◆ **Dataset excerpts**
┄┄┄┄┄┄
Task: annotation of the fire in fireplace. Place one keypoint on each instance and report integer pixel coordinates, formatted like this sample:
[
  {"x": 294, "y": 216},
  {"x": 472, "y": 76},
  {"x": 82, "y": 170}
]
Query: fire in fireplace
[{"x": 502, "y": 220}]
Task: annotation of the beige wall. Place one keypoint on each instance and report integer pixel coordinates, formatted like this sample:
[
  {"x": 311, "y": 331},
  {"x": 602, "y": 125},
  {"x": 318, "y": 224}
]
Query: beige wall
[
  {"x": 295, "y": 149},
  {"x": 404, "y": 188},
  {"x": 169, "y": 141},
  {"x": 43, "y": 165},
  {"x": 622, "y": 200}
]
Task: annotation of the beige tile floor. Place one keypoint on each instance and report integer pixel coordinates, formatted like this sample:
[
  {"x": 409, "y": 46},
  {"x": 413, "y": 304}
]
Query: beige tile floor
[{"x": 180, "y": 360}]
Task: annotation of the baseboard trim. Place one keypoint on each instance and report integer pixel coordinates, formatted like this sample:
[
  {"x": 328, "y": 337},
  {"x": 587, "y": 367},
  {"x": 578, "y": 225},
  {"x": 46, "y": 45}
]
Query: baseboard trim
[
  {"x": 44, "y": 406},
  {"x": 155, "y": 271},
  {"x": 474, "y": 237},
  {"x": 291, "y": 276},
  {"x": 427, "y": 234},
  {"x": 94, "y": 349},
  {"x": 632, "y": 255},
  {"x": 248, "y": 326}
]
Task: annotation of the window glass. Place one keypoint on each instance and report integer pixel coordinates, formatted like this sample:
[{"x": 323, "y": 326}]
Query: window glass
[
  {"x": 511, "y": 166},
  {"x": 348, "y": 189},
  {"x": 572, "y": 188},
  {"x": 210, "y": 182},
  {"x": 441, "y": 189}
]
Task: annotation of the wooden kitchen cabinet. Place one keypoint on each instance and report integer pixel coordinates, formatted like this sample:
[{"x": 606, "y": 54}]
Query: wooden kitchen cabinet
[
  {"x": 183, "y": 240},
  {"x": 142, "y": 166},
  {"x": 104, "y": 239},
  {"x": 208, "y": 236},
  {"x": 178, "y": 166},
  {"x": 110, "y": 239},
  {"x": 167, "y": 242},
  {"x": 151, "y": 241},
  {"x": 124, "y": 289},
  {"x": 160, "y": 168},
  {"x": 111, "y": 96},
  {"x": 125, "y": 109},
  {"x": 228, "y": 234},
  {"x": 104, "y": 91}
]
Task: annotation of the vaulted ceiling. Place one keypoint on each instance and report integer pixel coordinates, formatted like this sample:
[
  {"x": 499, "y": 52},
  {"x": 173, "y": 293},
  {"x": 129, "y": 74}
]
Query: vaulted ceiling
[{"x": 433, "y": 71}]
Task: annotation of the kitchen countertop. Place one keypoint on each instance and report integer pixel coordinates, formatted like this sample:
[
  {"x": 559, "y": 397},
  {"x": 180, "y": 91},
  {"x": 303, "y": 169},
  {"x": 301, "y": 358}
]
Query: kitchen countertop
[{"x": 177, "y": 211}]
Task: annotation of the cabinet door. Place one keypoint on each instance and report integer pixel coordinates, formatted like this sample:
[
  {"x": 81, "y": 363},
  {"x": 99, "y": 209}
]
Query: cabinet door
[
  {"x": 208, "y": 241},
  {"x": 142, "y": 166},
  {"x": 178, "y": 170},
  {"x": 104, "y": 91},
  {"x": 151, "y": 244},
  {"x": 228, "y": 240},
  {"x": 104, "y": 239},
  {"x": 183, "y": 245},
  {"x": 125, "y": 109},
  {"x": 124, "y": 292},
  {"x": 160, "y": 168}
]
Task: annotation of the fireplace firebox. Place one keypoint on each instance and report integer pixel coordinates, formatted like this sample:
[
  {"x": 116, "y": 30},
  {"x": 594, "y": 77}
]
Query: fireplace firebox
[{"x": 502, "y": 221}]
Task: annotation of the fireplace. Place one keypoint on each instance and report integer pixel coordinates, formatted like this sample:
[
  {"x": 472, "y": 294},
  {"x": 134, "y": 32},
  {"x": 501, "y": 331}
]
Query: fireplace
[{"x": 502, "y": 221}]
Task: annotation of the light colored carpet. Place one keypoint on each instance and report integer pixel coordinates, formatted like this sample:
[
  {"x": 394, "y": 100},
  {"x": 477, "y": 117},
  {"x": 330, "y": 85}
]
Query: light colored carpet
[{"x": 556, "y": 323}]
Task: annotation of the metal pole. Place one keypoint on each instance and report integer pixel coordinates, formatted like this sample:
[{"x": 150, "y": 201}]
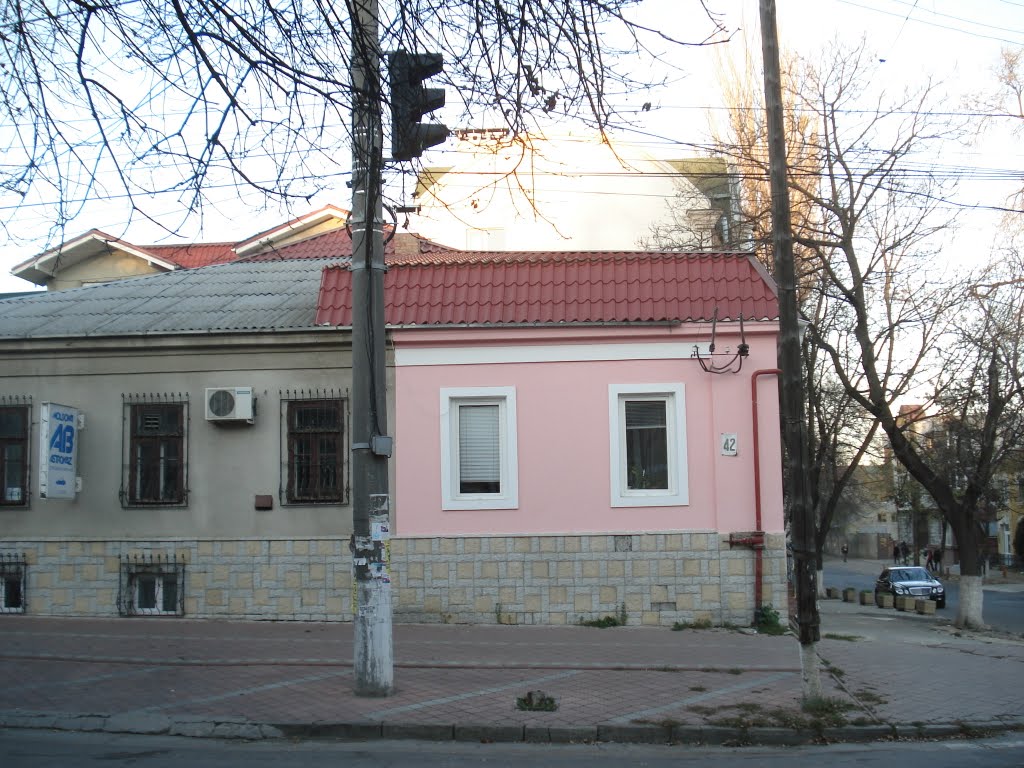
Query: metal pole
[
  {"x": 374, "y": 660},
  {"x": 792, "y": 397}
]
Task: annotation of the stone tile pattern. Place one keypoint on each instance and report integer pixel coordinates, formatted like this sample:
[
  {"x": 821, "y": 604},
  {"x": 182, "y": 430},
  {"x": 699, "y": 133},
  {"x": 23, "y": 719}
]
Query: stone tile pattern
[{"x": 657, "y": 579}]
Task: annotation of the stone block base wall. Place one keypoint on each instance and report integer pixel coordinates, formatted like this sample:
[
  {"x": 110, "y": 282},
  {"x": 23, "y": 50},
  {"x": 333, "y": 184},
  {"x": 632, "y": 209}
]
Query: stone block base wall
[{"x": 656, "y": 579}]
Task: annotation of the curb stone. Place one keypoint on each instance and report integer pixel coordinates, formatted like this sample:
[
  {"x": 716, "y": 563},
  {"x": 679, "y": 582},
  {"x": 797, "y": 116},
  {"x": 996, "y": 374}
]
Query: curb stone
[
  {"x": 640, "y": 734},
  {"x": 859, "y": 733},
  {"x": 572, "y": 734},
  {"x": 486, "y": 733},
  {"x": 146, "y": 724},
  {"x": 142, "y": 723},
  {"x": 421, "y": 731}
]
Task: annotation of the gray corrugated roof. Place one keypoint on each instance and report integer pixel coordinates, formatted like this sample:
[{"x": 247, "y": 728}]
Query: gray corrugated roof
[{"x": 237, "y": 296}]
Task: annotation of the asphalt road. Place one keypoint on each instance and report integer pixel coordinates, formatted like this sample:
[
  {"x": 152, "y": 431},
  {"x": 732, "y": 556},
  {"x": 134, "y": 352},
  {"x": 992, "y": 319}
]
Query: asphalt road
[
  {"x": 1003, "y": 609},
  {"x": 50, "y": 750}
]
┄┄┄┄┄┄
◆ **About this task**
Repeat every record exactly, but not the pictures.

◆ **Completed task**
Task: annotation of the fire in fireplace. Place one keypoint on each instance and report integer pixel coordinates, formatted like this sample:
[
  {"x": 294, "y": 216},
  {"x": 472, "y": 76},
  {"x": 82, "y": 170}
]
Query: fire in fireplace
[{"x": 502, "y": 220}]
Task: annotation of the beige wall. Place one keypoint on each instance and report integer pixel coordinates, formatted like this sample:
[
  {"x": 311, "y": 331},
  {"x": 602, "y": 125},
  {"x": 318, "y": 224}
]
Query: beige wall
[
  {"x": 295, "y": 149},
  {"x": 404, "y": 188},
  {"x": 169, "y": 141},
  {"x": 43, "y": 165},
  {"x": 622, "y": 200}
]
Task: annotation of the beige tile floor. Place one keypoint on each instance and report integer pixel coordinates, formatted like this sample:
[
  {"x": 409, "y": 46},
  {"x": 413, "y": 304}
]
Query: beige tile floor
[{"x": 180, "y": 360}]
Task: annotation of the baseboard trim. Place one keypoint on each instance and report integer pixel coordinates, formatted like this sample:
[
  {"x": 328, "y": 337},
  {"x": 587, "y": 367},
  {"x": 578, "y": 225},
  {"x": 46, "y": 45}
]
Query: baseboard trim
[
  {"x": 44, "y": 406},
  {"x": 155, "y": 271},
  {"x": 474, "y": 237},
  {"x": 291, "y": 276},
  {"x": 427, "y": 234},
  {"x": 94, "y": 349},
  {"x": 632, "y": 255},
  {"x": 248, "y": 326}
]
Task: annotation of the window glass. Place one keypoint on each instance and report integer pixel coordinates, formatted like this sample:
[{"x": 323, "y": 326}]
Query: window glass
[
  {"x": 511, "y": 166},
  {"x": 348, "y": 189},
  {"x": 572, "y": 188},
  {"x": 210, "y": 182},
  {"x": 441, "y": 189}
]
Task: annotation of the wooden kitchen cabinet. Place one keypoint on each instance and report integer pixel coordinates, formatted like this sample:
[{"x": 606, "y": 54}]
Query: wooden kitchen cabinet
[
  {"x": 183, "y": 240},
  {"x": 142, "y": 166},
  {"x": 104, "y": 239},
  {"x": 208, "y": 236},
  {"x": 178, "y": 166},
  {"x": 110, "y": 239},
  {"x": 167, "y": 242},
  {"x": 151, "y": 241},
  {"x": 124, "y": 289},
  {"x": 160, "y": 168},
  {"x": 111, "y": 96},
  {"x": 125, "y": 109},
  {"x": 228, "y": 234},
  {"x": 104, "y": 91}
]
Task: annotation of the vaulted ceiling. Place one keypoint on each instance and report integer pixel coordinates, formatted like this sample:
[
  {"x": 499, "y": 52},
  {"x": 173, "y": 293},
  {"x": 129, "y": 74}
]
Query: vaulted ceiling
[{"x": 433, "y": 71}]
Task: annotation of the kitchen countertop. Place one keypoint on each instance and report integer pixel coordinates, formatted like this sample:
[
  {"x": 559, "y": 397},
  {"x": 180, "y": 91},
  {"x": 303, "y": 169},
  {"x": 301, "y": 358}
]
Query: kitchen countertop
[{"x": 177, "y": 211}]
Task: annotation of the cabinet door. Place one keypoint on each instance and report integer pixel coordinates, formatted like this sample:
[
  {"x": 81, "y": 363},
  {"x": 99, "y": 209}
]
Query: cabinet door
[
  {"x": 208, "y": 241},
  {"x": 142, "y": 166},
  {"x": 178, "y": 170},
  {"x": 104, "y": 91},
  {"x": 151, "y": 244},
  {"x": 228, "y": 240},
  {"x": 104, "y": 239},
  {"x": 183, "y": 245},
  {"x": 125, "y": 109},
  {"x": 124, "y": 292},
  {"x": 160, "y": 168}
]
Task: annotation of the fireplace firebox. Place one keypoint on each instance and report integer pixel coordinates, formatted like this sample:
[
  {"x": 116, "y": 30},
  {"x": 594, "y": 77}
]
Query: fireplace firebox
[{"x": 502, "y": 221}]
Task: annotation of the fireplace. Place one keypoint on each instance and report integer pixel coordinates, formatted like this sample:
[
  {"x": 472, "y": 294},
  {"x": 134, "y": 32},
  {"x": 501, "y": 331}
]
Query: fireplace
[{"x": 502, "y": 221}]
Task: annotation of the light colored carpet. Place one keypoint on each instance and report integer pixel coordinates, formatted like this sample:
[
  {"x": 394, "y": 100},
  {"x": 477, "y": 117},
  {"x": 330, "y": 85}
]
Query: light colored carpet
[{"x": 556, "y": 323}]
Task: annotation of the metal pole. Place one keypoint on each instance and report integer pixel coordinates, formatted like this sample:
[{"x": 150, "y": 201}]
Query: metal pole
[
  {"x": 374, "y": 660},
  {"x": 792, "y": 397}
]
Task: annotation of the stone tile pattern. Place one keypoint on each instance and report integer pixel coordinates, formatted like this sample:
[
  {"x": 821, "y": 604},
  {"x": 182, "y": 430},
  {"x": 699, "y": 133},
  {"x": 23, "y": 719}
]
Query: stone tile pattern
[{"x": 657, "y": 579}]
Task: annotation of the stone block base wall. Place one keypoint on each instance and report integer pixel coordinates, formatted like this sample:
[
  {"x": 110, "y": 282},
  {"x": 23, "y": 50},
  {"x": 333, "y": 184},
  {"x": 632, "y": 209}
]
Query: stone block base wall
[{"x": 656, "y": 579}]
Task: annotation of the curb stone. Place one keypoint on each instance and report integer pixel coordinates, formatted like this sample:
[
  {"x": 716, "y": 563},
  {"x": 679, "y": 582},
  {"x": 797, "y": 116},
  {"x": 996, "y": 374}
]
Query: curb stone
[
  {"x": 640, "y": 734},
  {"x": 859, "y": 733},
  {"x": 572, "y": 734},
  {"x": 486, "y": 733},
  {"x": 146, "y": 724},
  {"x": 142, "y": 723},
  {"x": 421, "y": 731}
]
Task: annotation of the gray corrugated roof. Place one keypoint on each instance and report integer pixel coordinates, formatted like this sample:
[{"x": 247, "y": 728}]
Query: gray corrugated roof
[{"x": 237, "y": 296}]
Task: annotation of the asphalt road. Place one keypoint on each instance and report integer pixel coordinates, formatted like this sample:
[
  {"x": 152, "y": 431},
  {"x": 732, "y": 556},
  {"x": 134, "y": 352},
  {"x": 992, "y": 319}
]
Query: asphalt road
[
  {"x": 1003, "y": 609},
  {"x": 50, "y": 750}
]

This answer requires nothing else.